> **Aim**: Retype all of the data exactly as given.

> **Extracted records**:
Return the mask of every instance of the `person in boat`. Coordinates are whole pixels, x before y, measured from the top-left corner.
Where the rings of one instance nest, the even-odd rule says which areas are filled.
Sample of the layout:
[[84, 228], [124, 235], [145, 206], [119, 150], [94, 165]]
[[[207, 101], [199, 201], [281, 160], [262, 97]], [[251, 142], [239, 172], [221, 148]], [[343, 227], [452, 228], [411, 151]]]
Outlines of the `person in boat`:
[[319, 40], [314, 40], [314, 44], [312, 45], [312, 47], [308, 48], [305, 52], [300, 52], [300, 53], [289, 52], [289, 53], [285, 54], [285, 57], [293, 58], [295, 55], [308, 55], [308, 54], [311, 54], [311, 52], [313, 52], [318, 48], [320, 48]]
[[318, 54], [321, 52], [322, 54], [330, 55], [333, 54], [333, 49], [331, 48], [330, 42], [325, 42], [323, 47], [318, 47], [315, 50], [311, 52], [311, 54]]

> **Task output**:
Return the mask of every instance of the `person in boat`. Coordinates are whole pixels, x before y, measured from the top-left corner.
Where the rings of one instance nest, the even-odd rule says which areas are filled.
Sample of the layout:
[[84, 228], [124, 235], [145, 206], [119, 150], [94, 165]]
[[[207, 101], [199, 201], [281, 160], [262, 97]], [[251, 142], [239, 172], [221, 148]], [[343, 227], [452, 228], [411, 151]]]
Outlines of the `person in boat`:
[[319, 40], [314, 40], [314, 44], [312, 45], [312, 47], [308, 48], [305, 52], [300, 52], [300, 53], [289, 52], [289, 53], [285, 54], [285, 57], [293, 58], [295, 55], [308, 55], [308, 54], [311, 54], [311, 52], [313, 52], [318, 48], [320, 48]]
[[318, 54], [321, 52], [322, 54], [330, 55], [333, 54], [333, 49], [331, 48], [330, 42], [325, 42], [323, 47], [318, 47], [315, 50], [311, 52], [311, 54]]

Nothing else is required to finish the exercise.